• [EXERCISE DESCRIPTION] If a line in the records below contains the word "plaid", return that line.

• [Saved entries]
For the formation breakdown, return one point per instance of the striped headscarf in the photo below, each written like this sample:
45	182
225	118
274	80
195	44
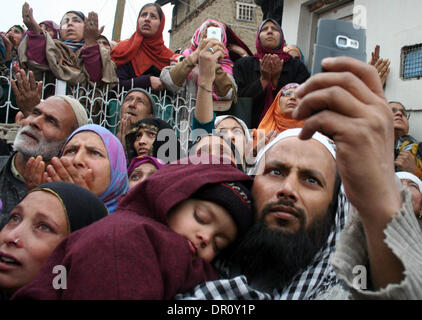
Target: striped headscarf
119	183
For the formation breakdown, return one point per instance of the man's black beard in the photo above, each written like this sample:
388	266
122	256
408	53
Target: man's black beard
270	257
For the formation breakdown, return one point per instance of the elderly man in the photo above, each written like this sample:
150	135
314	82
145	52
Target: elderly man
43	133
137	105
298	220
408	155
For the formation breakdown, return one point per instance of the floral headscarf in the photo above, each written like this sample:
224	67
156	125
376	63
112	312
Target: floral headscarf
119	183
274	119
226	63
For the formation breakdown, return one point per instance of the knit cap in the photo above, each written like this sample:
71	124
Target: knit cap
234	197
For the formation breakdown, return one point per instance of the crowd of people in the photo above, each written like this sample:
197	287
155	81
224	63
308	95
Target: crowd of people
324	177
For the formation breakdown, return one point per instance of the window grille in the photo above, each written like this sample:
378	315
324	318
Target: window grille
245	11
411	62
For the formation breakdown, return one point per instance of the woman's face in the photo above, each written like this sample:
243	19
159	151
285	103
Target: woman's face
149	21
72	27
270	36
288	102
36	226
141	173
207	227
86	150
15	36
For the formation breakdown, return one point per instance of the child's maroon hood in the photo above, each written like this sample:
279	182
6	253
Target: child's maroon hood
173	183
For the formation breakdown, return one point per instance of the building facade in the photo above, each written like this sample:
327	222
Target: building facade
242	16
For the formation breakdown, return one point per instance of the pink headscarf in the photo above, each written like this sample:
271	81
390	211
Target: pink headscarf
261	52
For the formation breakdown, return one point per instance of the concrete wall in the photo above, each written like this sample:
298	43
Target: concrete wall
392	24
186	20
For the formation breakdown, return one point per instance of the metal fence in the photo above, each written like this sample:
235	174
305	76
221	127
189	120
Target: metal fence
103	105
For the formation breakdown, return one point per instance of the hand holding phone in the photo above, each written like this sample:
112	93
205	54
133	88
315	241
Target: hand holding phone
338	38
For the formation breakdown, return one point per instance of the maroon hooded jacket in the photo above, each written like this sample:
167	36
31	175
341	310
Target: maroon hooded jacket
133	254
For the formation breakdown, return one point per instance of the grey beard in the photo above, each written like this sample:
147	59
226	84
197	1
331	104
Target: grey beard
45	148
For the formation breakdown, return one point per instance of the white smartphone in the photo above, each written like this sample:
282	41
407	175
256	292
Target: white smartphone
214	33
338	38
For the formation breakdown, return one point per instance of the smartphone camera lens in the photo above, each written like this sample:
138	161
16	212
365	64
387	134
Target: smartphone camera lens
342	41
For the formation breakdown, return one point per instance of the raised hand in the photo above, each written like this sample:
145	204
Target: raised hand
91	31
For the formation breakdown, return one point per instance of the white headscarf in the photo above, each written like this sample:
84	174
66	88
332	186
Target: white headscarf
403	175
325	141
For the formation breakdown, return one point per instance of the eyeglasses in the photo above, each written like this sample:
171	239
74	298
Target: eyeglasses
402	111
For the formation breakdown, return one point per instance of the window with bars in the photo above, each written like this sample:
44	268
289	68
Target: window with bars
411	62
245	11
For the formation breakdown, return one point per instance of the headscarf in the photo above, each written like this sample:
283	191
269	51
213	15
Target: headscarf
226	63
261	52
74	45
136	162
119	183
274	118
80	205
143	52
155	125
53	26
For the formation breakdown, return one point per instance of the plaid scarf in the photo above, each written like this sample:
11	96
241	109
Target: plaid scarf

• [FINISHED TASK]
For the formation breakdown, return one point per instance of the plaid scarf in the photo above, each written like this sample:
Target: plaid scarf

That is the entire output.